- [ABOUT THIS TASK] Look in the material below for the line holding "The goal for". Set it down exactly, with each later line up to and including the line holding "box: [247, 134, 286, 187]".

- [SOURCE INFORMATION]

------------------------------------------------------------------------

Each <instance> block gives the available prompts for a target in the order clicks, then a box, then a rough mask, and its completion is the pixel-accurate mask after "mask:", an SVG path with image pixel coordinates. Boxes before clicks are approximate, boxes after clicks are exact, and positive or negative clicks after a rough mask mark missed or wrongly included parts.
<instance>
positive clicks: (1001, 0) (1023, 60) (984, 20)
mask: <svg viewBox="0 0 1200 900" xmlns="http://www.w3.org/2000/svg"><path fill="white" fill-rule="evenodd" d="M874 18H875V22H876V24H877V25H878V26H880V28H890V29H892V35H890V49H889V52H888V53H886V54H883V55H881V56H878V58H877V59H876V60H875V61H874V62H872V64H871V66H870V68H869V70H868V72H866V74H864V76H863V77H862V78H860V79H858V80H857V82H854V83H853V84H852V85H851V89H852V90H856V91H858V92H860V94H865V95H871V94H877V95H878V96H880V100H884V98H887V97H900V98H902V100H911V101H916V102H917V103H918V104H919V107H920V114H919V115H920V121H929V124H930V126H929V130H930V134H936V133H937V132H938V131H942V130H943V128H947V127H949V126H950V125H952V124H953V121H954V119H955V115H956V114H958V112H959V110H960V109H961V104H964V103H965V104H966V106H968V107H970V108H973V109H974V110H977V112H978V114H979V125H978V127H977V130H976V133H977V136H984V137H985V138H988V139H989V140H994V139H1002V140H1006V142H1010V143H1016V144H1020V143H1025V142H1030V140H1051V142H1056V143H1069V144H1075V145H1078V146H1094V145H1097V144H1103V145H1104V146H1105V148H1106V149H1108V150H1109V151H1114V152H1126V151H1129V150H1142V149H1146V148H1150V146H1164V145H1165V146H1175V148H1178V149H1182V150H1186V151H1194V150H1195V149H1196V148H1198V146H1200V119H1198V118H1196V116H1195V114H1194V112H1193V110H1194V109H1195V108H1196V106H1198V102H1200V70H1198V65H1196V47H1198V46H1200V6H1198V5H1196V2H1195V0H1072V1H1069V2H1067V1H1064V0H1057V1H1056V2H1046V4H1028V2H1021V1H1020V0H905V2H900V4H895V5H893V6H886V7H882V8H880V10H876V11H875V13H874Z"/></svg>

------------------------------------------------------------------------

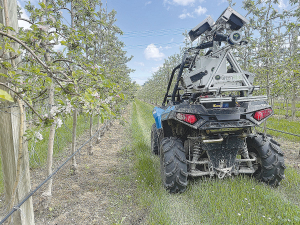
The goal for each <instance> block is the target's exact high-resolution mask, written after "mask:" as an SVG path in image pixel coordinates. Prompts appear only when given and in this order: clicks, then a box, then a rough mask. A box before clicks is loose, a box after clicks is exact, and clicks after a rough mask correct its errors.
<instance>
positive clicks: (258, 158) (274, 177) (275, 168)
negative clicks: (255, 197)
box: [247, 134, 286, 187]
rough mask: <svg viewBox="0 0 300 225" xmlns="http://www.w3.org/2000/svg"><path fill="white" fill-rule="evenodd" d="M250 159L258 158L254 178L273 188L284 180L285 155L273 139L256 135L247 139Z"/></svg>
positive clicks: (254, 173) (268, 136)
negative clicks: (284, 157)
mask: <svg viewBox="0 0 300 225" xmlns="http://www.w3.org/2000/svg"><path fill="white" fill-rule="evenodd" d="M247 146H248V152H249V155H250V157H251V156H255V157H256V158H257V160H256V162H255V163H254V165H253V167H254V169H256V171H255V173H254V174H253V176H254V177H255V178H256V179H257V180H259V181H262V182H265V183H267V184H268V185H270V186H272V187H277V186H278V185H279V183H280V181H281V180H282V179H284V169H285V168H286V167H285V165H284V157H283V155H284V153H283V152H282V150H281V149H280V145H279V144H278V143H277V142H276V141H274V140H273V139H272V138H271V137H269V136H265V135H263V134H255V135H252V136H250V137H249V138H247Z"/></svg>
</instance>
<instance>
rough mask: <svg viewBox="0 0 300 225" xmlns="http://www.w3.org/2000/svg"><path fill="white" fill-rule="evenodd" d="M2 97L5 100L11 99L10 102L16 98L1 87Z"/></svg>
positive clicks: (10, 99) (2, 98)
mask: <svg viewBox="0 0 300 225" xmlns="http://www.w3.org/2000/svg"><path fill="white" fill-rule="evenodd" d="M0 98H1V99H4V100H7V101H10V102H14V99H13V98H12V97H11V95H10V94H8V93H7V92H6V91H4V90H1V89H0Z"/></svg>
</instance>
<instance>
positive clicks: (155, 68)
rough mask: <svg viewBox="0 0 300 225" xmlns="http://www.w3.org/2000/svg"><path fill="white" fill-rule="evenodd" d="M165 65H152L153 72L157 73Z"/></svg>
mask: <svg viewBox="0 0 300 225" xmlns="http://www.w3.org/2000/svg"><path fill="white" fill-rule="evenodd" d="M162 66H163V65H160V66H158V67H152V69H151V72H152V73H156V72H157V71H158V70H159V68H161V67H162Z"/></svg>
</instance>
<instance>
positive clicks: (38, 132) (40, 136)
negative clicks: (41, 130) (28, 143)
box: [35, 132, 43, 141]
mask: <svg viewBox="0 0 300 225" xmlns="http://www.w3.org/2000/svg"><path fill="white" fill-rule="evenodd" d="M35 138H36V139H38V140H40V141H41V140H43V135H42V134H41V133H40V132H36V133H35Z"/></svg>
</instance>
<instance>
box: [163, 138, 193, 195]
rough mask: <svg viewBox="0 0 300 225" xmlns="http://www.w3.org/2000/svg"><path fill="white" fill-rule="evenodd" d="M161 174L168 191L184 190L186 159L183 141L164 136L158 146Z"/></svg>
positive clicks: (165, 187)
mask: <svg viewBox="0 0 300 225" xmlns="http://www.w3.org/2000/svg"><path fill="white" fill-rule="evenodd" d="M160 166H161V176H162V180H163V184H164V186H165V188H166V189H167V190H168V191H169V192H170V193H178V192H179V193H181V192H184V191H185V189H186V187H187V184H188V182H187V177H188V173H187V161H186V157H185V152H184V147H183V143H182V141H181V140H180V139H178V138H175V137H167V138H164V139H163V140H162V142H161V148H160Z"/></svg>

------------------------------------------------------------------------

- [ANSWER SPACE]
The goal for each <instance> block is the target's exact high-resolution mask, written after "mask:" as an SVG path in image pixel coordinates. Prompts appear only when given and in this order: clicks, then a box, then a rough mask. A box before clicks is loose, a box after clicks is exact, and clicks after a rough mask correct its errors.
<instance>
positive clicks: (258, 158) (274, 177) (275, 168)
negative clicks: (255, 197)
box: [247, 134, 286, 187]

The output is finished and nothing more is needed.